Type Casting -- Optimization Exercises¶

Optimize each slow type casting pattern. Measure the improvement with timeit.

Score Card¶

#	Difficulty	Topic	Type	Optimized?	Speedup
1	Easy	f-string vs str() concatenation	CPU	[ ]	___x
2	Easy	map(int) vs comprehension	CPU	[ ]	___x
3	Easy	set() for deduplication	CPU	[ ]	___x
4	Medium	Avoid repeated int() on same values	CPU	[ ]	___x
5	Medium	Local variable lookup for built-ins	CPU	[ ]	___x
6	Medium	Batch struct.pack vs individual	CPU/Memory	[ ]	___x
7	Medium	Pre-validated vs try/except casting	CPU	[ ]	___x
8	Hard	NumPy vectorized conversion	CPU	[ ]	___x
9	Hard	array.array vs list for homogeneous data	Memory	[ ]	___x
10	Hard	Multiprocessing for bulk casting	CPU	[ ]	___x

Total optimized: ___ / 10

Exercise 1: f-string vs str() Concatenation¶

Difficulty: Easy

import timeit

# SLOW: String concatenation with str()
def format_message_slow(name: str, age: int, score: float) -> str:
    """Build a message using str() concatenation."""
    return "Name: " + str(name) + ", Age: " + str(age) + ", Score: " + str(score)


name, age, score = "Alice", 30, 95.5

slow_time = timeit.timeit(lambda: format_message_slow(name, age, score), number=1_000_000)
print(f"Slow (str + concat): {slow_time:.4f}s")

Hint

f-strings are compiled to a single `FORMAT_VALUE` + `BUILD_STRING` bytecode sequence, avoiding multiple `LOAD_GLOBAL` + `CALL` instructions for each `str()` call.

Optimized Solution

import timeit

name, age, score = "Alice", 30, 95.5

# SLOW
def format_slow(name, age, score):
    return "Name: " + str(name) + ", Age: " + str(age) + ", Score: " + str(score)

# FAST: f-string
def format_fast(name, age, score):
    return f"Name: {name}, Age: {age}, Score: {score}"

slow_time = timeit.timeit(lambda: format_slow(name, age, score), number=1_000_000)
fast_time = timeit.timeit(lambda: format_fast(name, age, score), number=1_000_000)

print(f"Slow (concat): {slow_time:.4f}s")
print(f"Fast (f-str):  {fast_time:.4f}s")
print(f"Speedup:       {slow_time / fast_time:.1f}x")
# Typical speedup: 2-3x

**Why it's faster:** The `str() + concatenation` approach performs 3 global lookups (`str`), 3 function calls, and 5 string concatenations (each creating a new string object). The f-string approach uses `FORMAT_VALUE` bytecode instructions that directly call `tp_str` on each object and `BUILD_STRING` to combine them in a single allocation.

Exercise 2: map(int) vs List Comprehension¶

Difficulty: Easy

import timeit

# SLOW: List comprehension with int()
def convert_slow(data: list[str]) -> list[int]:
    """Convert strings to ints using list comprehension."""
    return [int(x) for x in data]


data = [str(i) for i in range(200_000)]

slow_time = timeit.timeit(lambda: convert_slow(data), number=20)
print(f"Slow (comprehension): {slow_time:.4f}s")

Hint

`map()` is implemented in C and avoids the Python-level loop overhead (no `FOR_ITER`, `STORE_FAST`, `LIST_APPEND` bytecodes).

__AVAILABLE DATA__

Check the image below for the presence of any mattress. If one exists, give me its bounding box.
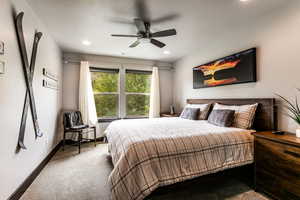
[106,117,254,200]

__TASKS AND EXERCISES__
**a)** Transcribe the type casting exercises page word for word, everything from "# Typical speedup: 2-3x" down to "a single allocation.".
**b)** Please go on with the type casting exercises page, picking up right after its final sentence.
The listing is separate material with no connection to the type casting exercises page.

__PER-TASK ANSWERS__
**a)**
# Typical speedup: 2-3x

**Why it's faster:** The `str() + concatenation` approach performs 3 global lookups (`str`), 3 function calls, and 5 string concatenations (each creating a new string object). The f-string approach uses `FORMAT_VALUE` bytecode instructions that directly call `tp_str` on each object and `BUILD_STRING` to combine them in a single allocation.

**b)**
Optimized Solution

import timeit

data = [str(i) for i in range(200_000)]

# SLOW
def convert_slow(data):
    return [int(x) for x in data]

# FAST: map() is a C-level loop
def convert_fast(data):
    return list(map(int, data))

slow_time = timeit.timeit(lambda: convert_slow(data), number=20)
fast_time = timeit.timeit(lambda: convert_fast(data), number=20)

print(f"Slow (comprehension): {slow_time:.4f}s")
print(f"Fast (map):           {fast_time:.4f}s")
print(f"Speedup:              {slow_time / fast_time:.1f}x")
# Typical speedup: 1.1-1.3x

**Why it's faster:** `map()` iterates in C, avoiding the overhead of Python bytecode dispatch (`FOR_ITER`, `STORE_FAST`, `LOAD_FAST`, `LIST_APPEND`). For simple one-argument conversions like `int()`, the C-level loop in `map()` is more efficient.

Exercise 3: set() for Deduplication vs Manual Loop¶

Difficulty: Easy

import timeit

# SLOW: Manual deduplication with type casting
def dedupe_slow(items: list[str]) -> list[int]:
    """Convert and deduplicate using a manual loop."""
    result = []
    for item in items:
        value = int(item)
        if value not in result:  # O(n) lookup in list!
            result.append(value)
    return result


data = [str(i % 1000) for i in range(50_000)]

slow_time = timeit.timeit(lambda: dedupe_slow(data), number=5)
print(f"Slow (manual): {slow_time:.4f}s")

Hint

`value not in result` is O(n) for a list but O(1) for a set. Convert to set first, then to list.

Optimized Solution

import timeit

data = [str(i % 1000) for i in range(50_000)]

# SLOW: O(n^2) due to list membership check
def dedupe_slow(items):
    result = []
    for item in items:
        value = int(item)
        if value not in result:
            result.append(value)
    return result

# FAST: O(n) using set for deduplication
def dedupe_fast(items):
    return list(set(map(int, items)))

# FAST + sorted (if order matters)
def dedupe_fast_sorted(items):
    return sorted(set(map(int, items)))

slow_time = timeit.timeit(lambda: dedupe_slow(data), number=5)
fast_time = timeit.timeit(lambda: dedupe_fast(data), number=5)

print(f"Slow (manual O(n^2)): {slow_time:.4f}s")
print(f"Fast (set O(n)):      {fast_time:.4f}s")
print(f"Speedup:              {slow_time / fast_time:.1f}x")
# Typical speedup: 50-200x for large datasets

**Why it's faster:** `list.__contains__` is O(n) -- it scans the entire list. `set.__contains__` is O(1) average -- it uses a hash table. For 50K items with 1K unique values, the list approach does ~25 million comparisons vs ~50K hash lookups.

Exercise 4: Caching Repeated Conversions¶

Difficulty: Medium

import timeit

# SLOW: Converting the same strings repeatedly
def process_log_slow(log_entries: list[dict]) -> list[dict]:
    """Process log entries, converting repeated status codes."""
    results = []
    for entry in log_entries:
        results.append({
            "status": int(entry["status"]),
            "method": str(entry["method"]).upper(),
            "time_ms": float(entry["time"]),
        })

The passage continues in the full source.